* Start Selected text *

Conway, III v. Warden Houk
Filing
72
OPINION AND ORDER : The Court GRANTS Petitioners motion for leave to file a second motion for discovery 64 . Respondent SHALL HAVE thirty (30) days to respond to that motion and Petitioner may have fifteen ( 15) d ays to reply. Petitioners motion to strike, ECF No. [ 62], is GRANTED. The clerk is DIRECTED toSTRIKE Petitioners motions ECF No. 59 , and Petitioners second motion for discovery, ECF No.[ 60]. Petitioners motion for an extension of time to file a motion for an evidentiary hearing, ECF No.[ 63], is GRANTED. Signed by Magistrate Judge Norah McCann King on 5/26/11. (rew)
IN THE UNITED STATES DISTRICT COURT
FOR THE SOUTHERN DISTRICT OF OHIO
EASTERN DIVISION
JAMES T. CONWAY, III,
Petitioner,
v.
Case No. 2:07-cv-947
JUDGE ALGENON L. MARBLEY
Magistrate Judge Norah McCann King
MARC C. HOUK, Warden,
Respondent.

* End Selected text *
* Start Record list *

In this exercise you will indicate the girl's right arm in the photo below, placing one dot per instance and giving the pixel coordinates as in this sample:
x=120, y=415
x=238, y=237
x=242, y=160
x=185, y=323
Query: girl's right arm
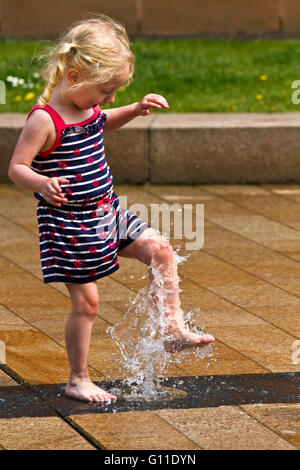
x=33, y=137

* End Record list *

● **Objectives**
a – How would you put this sentence from the court order into Spanish: "Petitioners motion for an extension of time to file a motion for an evidentiary hearing, ECF No.[ 63], is GRANTED."?
b – Could you resume the court order right after its last line, "Respondent."?

● **Exercise answers**
a – Se CONCEDE la moción del peticionario para una prórroga del plazo para presentar una moción de audiencia probatoria, ECF n.º [63].

b –
OPINION AND ORDER
Petitioner, a prisoner sentenced to death by the State of Ohio, has pending before this
Court a habeas corpus action pursuant to 28 U.S.C. § 2254. This matter is before the Court on
Petitioner’s motion to stay filing and consideration of the motion for an evidentiary hearing
(ECF No. 59), Petitioner’s second motion for discovery (ECF No. 60), Petitioner’s unopposed
motion to strike (ECF No. 62), Petitioner’s motion for leave to file a second motion for
discovery (ECF No. 64), Respondent’s memorandum in opposition to Petitioner’s motion for
leave to file a second discovery motion (ECF No. 65), Respondent’s opposition to Petitioner’s
motions to stay and for discovery (ECF No. 66), and Petitioner’s reply memorandum in support
of his second motion for discovery (ECF No. 68).
I. ECF NOS. 59, 60, 62, 66
The Court recently issued orders conditionally granting Petitioner’s motions to expand
the record with documents and materials uncovered during the course of discovery permitted by
this Court. (ECF Nos. 51, 55). The Court also directed Petitioner to file a motion for an
evidentiary hearing. (ECF No. 58). In light of his second motion for discovery, (ECF No. 60),
Petitioner requested a stay of the deadline for the filing of a motion for an evidentiary hearing.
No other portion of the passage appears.